━━━━━ Source document ━━━━━

Concerns over the state of the UK advice industry have resurfaced, with data showing 1,680 advice companies have de-authorised since 2015 and the number of IFAs falling last year for the first time since the Retail Distribution Review.
Freedom of information requests submitted by FTAdviser show that while the number of restricted advisers has risen – bringing the total numbers up – those specifically calling themselves ‘independent’ have declined.
At the same time, several hundred advice businesses continue to cancel authorisations every year.
In total, FTAdviser has discovered 1,681 advice companies have left the market and cancelled their authorisations with the regulator in the past five years, including 66 who left the market in the first two months of 2020 alone.
Commentators have suggested the figures indicate the growing pressures facing advice businesses. Paul Stocks, financial services director at Dobson & Hodge, said the burden of regulation and a hardening professional indemnity insurance market might prove too much for some companies.
Mr Stocks said: “Relatively recent regulation change has been quite significant, such as Mifid II and the Insurance Distribution Directive... the demands they place on smaller firms [may] have become too challenging.”
Until now the industry has bucked the gloomiest predictions made for it over the past five years. While de-authorisation rates have been driven by consolidation across the market, the overall number of advisers in the industry has remained stable.
However, the FOI requests show that restricted adviser growth rates have now leapt ahead of IFA figures for the first time. The trend is likely being accelerated by the merger and acquisition activity of large companies and consolidators, many of which operate restricted advice business models.
Simon Goldthorpe, joint executive chairman at Beaufort Group, said the number of companies leaving the market was consistent with what his company was witnessing in the consolidator space. He said this shift was being exacerbated by the contraction in the PII market.

━━━━━

- [Your objective]: Continue the article on firms leaving the UK financial advice market, starting right after its final sentence.

━━━━━ Dataset entries ━━━━━

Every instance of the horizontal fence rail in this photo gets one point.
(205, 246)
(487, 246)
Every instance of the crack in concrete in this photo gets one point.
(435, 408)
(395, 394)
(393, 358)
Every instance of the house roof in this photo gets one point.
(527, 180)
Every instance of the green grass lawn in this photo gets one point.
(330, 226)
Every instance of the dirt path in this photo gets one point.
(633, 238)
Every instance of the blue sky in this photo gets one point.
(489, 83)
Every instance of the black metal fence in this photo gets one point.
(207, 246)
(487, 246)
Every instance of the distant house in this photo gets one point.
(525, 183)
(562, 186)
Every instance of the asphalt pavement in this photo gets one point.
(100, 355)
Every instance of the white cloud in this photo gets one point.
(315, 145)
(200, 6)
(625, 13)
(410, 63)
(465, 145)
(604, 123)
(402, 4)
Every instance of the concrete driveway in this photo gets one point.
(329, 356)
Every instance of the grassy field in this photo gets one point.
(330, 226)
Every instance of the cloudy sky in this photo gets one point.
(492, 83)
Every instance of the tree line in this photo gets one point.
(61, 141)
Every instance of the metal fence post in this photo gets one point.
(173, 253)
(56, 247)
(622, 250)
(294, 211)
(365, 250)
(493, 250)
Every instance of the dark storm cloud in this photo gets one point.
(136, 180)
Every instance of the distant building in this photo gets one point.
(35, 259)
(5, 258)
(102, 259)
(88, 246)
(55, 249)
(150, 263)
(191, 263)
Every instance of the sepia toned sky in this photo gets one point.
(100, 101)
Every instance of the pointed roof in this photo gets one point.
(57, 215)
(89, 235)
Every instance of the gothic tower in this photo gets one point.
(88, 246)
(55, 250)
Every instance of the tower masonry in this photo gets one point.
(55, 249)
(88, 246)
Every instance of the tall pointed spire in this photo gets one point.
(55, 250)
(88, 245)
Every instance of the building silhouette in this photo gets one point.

━━━━━

- [Output of the exercise]:
“An increasing number of [directly authorised] firms are now looking for safe homes, either by way of a sale or joining a network.
Mr Goldthorpe added: “I don’t see any immediate pick-up in independent adviser numbers until the new wave of bancassurer models starts to throw off some more candidates who have completed the early stages of training and experience.”
UK advice company de-authorisations, 2015-2020
Year of cancellation | No. of companies cancelled |
2015 | 338 |
2016 | 360 |
2017 | 293 |
2018 | 332 |
2019 | 292 |
2020 | 66 |
Total | 1,681 |
Source: FCA/Financial Adviser FOI request
Expected effect of Covid-19
The loss of such companies this year immediately preceded what some in the advice industry have branded an “unprecedented” challenge in the form of the global Covid-19 pandemic.
Mr Stocks said: “While we are likely to see a slow down in consolidator acquisitions in the wake of the Covid-19 crisis, the PII market looks set to get even tougher, so it’s entirely possible we will see numbers of firms dwindle further.”
The advice industry has faced uncertainty and volatility as a result of the pandemic and its associated lockdown, with warning bells sounded over the future of some smaller businesses.